## WHAT IS BEING ASKED
Print each of the records below verbatim, keeping every line unchanged and in its original order.

START GIVEN RECORDS

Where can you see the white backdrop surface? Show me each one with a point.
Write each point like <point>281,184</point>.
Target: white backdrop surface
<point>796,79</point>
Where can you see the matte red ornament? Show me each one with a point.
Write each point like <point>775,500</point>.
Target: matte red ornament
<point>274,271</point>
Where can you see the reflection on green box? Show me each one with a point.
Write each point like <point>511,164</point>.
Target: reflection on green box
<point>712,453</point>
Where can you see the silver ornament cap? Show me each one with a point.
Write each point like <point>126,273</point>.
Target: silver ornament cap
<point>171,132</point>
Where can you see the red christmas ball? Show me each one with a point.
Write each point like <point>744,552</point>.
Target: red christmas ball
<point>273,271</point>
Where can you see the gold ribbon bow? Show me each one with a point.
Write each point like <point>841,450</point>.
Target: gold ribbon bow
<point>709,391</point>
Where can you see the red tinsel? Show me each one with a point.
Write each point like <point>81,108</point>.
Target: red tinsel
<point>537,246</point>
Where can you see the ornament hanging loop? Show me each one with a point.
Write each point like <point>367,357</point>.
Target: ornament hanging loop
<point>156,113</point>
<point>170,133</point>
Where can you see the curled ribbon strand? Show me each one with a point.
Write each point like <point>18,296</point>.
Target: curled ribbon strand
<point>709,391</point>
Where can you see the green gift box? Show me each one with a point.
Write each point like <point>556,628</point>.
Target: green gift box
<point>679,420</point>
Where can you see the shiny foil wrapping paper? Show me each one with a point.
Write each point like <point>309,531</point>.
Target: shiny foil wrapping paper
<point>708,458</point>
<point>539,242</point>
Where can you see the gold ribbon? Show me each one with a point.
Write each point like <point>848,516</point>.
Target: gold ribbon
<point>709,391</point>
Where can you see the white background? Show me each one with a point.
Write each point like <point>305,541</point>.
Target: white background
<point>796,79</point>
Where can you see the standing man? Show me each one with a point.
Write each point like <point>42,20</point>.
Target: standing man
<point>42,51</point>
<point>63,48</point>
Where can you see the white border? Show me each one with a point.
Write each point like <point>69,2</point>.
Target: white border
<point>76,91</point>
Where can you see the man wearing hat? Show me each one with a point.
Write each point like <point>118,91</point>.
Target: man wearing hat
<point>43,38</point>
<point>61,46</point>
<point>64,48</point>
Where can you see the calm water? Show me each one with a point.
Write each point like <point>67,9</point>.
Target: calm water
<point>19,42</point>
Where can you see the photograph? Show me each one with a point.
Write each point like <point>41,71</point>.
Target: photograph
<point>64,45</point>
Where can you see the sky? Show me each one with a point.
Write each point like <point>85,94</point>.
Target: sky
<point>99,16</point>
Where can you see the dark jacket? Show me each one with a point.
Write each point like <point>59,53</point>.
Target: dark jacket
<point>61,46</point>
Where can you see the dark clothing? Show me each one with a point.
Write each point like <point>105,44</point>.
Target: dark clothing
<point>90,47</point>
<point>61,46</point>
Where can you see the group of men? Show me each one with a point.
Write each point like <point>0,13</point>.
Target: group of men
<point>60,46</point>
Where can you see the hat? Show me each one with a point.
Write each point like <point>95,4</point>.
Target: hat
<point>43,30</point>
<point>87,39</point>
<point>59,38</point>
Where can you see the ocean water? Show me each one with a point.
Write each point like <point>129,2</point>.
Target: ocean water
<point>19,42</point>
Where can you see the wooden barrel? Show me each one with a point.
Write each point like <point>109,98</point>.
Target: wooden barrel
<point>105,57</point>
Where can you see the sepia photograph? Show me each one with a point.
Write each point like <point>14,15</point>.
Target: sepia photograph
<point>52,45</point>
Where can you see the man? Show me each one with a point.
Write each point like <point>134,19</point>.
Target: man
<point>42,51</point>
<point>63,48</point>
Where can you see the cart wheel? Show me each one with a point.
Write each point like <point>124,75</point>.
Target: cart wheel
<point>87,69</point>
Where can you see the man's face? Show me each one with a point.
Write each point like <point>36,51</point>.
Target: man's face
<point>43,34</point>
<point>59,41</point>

END GIVEN RECORDS

## TASK RESPONSE
Where can you see the white backdrop surface? Show me each one with a point.
Write each point like <point>281,184</point>.
Target: white backdrop surface
<point>796,79</point>
Where can you see the matte red ornament? Show me each one with a point.
Write each point like <point>775,500</point>.
Target: matte red ornament
<point>274,271</point>
Where can you see the reflection on green box? Show me each one with a point.
Write each point like <point>511,164</point>.
Target: reflection on green box
<point>712,453</point>
Where can you see the silver ornament cap? Show me each one with a point.
Write each point like <point>126,273</point>.
Target: silver ornament cap
<point>171,132</point>
Where can you see the red christmas ball? Show me each one with a point.
Write each point like <point>744,552</point>.
Target: red christmas ball
<point>273,271</point>
Where can you see the gold ribbon bow? Show me each one with a point.
Write each point like <point>841,450</point>.
Target: gold ribbon bow
<point>709,391</point>
Where can you see the red tinsel? Show me each one with a point.
Write each point like <point>81,108</point>.
Target: red tinsel
<point>537,246</point>
Where can you see the ornament hanging loop? Show me each one with a point.
Write each point like <point>367,357</point>.
Target: ornament hanging loop
<point>156,113</point>
<point>170,133</point>
Where can you see the curled ribbon strand? Show me each one with a point.
Write each point like <point>18,296</point>.
Target: curled ribbon strand
<point>709,391</point>
Where can you see the green gift box? Show me each one with a point.
Write each point like <point>556,628</point>.
Target: green gift box
<point>679,420</point>
Where can you see the shiny foil wrapping paper? Show me each one with a point.
Write each point like <point>309,531</point>.
Target: shiny foil wrapping paper
<point>708,458</point>
<point>539,242</point>
Where can you see the gold ribbon? Show me each one with a point.
Write each point like <point>848,516</point>.
Target: gold ribbon
<point>709,391</point>
Where can you see the white background? Show me each one with a point.
Write each point like <point>305,541</point>.
Target: white background
<point>796,79</point>
Where can you see the standing man? Show me each one with a point.
Write each point like <point>42,20</point>.
Target: standing man
<point>42,51</point>
<point>63,48</point>
Where can you see the white border? Show me each one with a point.
Write each point like <point>69,2</point>.
Target: white border
<point>76,91</point>
Where can you see the man wearing hat? Show me each one with a point.
Write each point like <point>118,91</point>.
Target: man wearing hat
<point>43,38</point>
<point>61,46</point>
<point>64,48</point>
Where can you see the calm water? Show me each one with a point.
Write each point like <point>67,9</point>.
Target: calm water
<point>19,42</point>
Where can you see the photograph? Show me each one with a point.
Write each point like <point>41,71</point>.
Target: photograph
<point>64,45</point>
Where can you see the sky? Show me each one with a point.
Write each point like <point>85,94</point>.
Target: sky
<point>99,16</point>
Where can you see the dark jacket? Show me each one with a point.
Write each point like <point>59,53</point>.
Target: dark jacket
<point>61,46</point>
Where can you see the dark clothing? Show me each one with a point.
Write each point like <point>105,44</point>.
Target: dark clothing
<point>90,47</point>
<point>61,46</point>
Where can you see the group of men? Show me each one with a point.
Write each point like <point>0,13</point>.
Target: group of men
<point>60,46</point>
Where can you see the hat? Show me each one with a point.
Write each point like <point>95,4</point>.
Target: hat
<point>43,30</point>
<point>87,39</point>
<point>59,38</point>
Where can you see the ocean water? Show me each one with a point.
Write each point like <point>129,2</point>.
Target: ocean water
<point>19,42</point>
Where can you see the wooden barrel? Show me each one with a point.
Write each point like <point>109,98</point>.
Target: wooden barrel
<point>105,57</point>
Where can you see the sepia photograph? Show me each one with a point.
Write each point like <point>14,15</point>.
Target: sepia photograph
<point>52,45</point>
Where can you see the man? Show me each one with a point.
Write each point like <point>134,19</point>.
Target: man
<point>42,51</point>
<point>63,48</point>
Where can you see the cart wheel? Show me each one with a point.
Write each point like <point>124,75</point>.
Target: cart wheel
<point>87,69</point>
Where can you see the man's face? Show me each one with a point.
Write each point like <point>36,51</point>.
Target: man's face
<point>43,34</point>
<point>59,41</point>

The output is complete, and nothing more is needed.